* [Exercise directions]: The listing below contains a span that opens with the line containing "Target: gas range" and closes with the line containing "Pick out each instance of the cabinet door". Return that span exactly.

* [Records to use]:

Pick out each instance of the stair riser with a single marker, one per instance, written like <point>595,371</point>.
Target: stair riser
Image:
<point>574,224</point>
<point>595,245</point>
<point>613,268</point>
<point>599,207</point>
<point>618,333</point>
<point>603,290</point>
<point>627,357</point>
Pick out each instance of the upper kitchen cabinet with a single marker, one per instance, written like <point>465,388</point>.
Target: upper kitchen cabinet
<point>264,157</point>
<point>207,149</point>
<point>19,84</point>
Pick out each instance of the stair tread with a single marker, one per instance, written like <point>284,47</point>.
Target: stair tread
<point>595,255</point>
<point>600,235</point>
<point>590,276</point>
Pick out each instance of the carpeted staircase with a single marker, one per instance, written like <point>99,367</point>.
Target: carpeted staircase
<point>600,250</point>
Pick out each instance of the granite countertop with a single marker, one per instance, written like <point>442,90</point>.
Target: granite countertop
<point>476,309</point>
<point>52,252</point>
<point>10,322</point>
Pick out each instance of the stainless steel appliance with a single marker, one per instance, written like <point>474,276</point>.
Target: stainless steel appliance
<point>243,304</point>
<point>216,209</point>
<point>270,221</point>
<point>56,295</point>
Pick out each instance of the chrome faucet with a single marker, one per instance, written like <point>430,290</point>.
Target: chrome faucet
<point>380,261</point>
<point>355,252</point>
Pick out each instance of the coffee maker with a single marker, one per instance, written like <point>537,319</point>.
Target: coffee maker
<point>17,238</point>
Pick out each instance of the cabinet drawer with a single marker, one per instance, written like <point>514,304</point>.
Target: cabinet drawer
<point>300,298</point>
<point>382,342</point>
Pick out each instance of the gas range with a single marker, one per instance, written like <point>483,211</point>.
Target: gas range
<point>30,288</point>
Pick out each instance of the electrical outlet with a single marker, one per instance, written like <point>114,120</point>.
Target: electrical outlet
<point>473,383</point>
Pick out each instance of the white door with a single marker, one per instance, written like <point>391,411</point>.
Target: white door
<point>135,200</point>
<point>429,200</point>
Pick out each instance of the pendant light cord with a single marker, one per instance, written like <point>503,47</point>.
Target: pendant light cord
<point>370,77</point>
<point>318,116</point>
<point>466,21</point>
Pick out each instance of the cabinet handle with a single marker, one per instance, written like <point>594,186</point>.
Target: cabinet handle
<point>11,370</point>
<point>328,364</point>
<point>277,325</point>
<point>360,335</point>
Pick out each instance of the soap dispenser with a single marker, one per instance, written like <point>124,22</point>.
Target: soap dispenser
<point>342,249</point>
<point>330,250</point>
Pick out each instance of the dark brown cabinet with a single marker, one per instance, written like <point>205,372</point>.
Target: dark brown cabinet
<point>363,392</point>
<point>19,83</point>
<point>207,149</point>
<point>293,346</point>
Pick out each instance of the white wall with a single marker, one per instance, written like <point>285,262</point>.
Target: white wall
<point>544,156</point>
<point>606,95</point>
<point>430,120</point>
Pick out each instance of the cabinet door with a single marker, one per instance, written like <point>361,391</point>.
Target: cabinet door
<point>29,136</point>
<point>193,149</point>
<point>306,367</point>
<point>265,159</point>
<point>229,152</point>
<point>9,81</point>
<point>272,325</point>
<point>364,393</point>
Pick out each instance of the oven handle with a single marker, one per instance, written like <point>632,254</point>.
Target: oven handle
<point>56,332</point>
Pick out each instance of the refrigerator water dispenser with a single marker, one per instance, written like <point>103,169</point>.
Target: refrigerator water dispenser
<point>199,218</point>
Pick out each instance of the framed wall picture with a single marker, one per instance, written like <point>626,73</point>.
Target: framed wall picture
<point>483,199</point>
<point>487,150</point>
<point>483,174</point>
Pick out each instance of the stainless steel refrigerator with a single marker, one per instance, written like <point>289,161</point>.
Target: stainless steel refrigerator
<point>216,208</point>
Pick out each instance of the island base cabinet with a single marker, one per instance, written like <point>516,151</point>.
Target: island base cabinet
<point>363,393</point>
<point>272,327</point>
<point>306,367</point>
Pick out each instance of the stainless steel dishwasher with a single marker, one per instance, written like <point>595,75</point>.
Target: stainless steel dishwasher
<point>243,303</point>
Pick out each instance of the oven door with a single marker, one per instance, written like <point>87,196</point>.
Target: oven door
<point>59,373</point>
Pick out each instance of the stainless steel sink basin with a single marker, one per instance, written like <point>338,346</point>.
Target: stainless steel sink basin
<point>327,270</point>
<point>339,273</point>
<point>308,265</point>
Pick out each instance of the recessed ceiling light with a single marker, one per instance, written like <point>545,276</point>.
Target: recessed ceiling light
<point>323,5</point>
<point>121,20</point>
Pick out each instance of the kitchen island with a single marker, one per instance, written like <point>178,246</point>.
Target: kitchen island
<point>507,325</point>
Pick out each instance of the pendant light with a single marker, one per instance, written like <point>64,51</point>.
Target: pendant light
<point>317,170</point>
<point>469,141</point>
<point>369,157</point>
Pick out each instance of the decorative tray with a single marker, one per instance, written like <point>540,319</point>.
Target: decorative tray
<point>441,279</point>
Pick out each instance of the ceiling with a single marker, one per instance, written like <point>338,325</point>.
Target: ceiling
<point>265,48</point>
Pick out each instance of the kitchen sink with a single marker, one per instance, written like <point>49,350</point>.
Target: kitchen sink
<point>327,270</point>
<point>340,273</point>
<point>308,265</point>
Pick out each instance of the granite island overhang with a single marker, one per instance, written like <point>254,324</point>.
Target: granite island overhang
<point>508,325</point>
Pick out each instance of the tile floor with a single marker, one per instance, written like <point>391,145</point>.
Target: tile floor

* [Response]:
Target: gas range
<point>30,288</point>
Pick out each instance of the electrical outlet with a single marker, one per instance, written like <point>114,120</point>.
Target: electrical outlet
<point>473,383</point>
Pick out each instance of the white door with a single marker, one per instance, written like <point>391,411</point>.
Target: white door
<point>135,200</point>
<point>429,200</point>
Pick out each instance of the pendant light cord with a single marker, one per instance, written like <point>503,47</point>.
Target: pendant light cord
<point>370,77</point>
<point>318,116</point>
<point>466,21</point>
Pick out each instance of the cabinet handle with a single marker, one per instance, written like <point>594,186</point>.
Target: cabinet handle
<point>11,370</point>
<point>328,364</point>
<point>277,325</point>
<point>360,335</point>
Pick out each instance of the soap dispenser with a single marker, one per instance, written like <point>124,22</point>.
Target: soap dispenser
<point>342,249</point>
<point>330,250</point>
Pick out each instance of the dark brown cabinet with a single marker, one per instance, written like <point>205,372</point>.
Target: dark brown cabinet
<point>363,392</point>
<point>19,83</point>
<point>207,149</point>
<point>293,346</point>
Pick out each instance of the white wall with a single marker, one per instance, written like <point>285,262</point>.
Target: white wall
<point>544,156</point>
<point>606,95</point>
<point>430,120</point>
Pick out each instance of the cabinet door with a single marker, one per instance, written like <point>361,391</point>.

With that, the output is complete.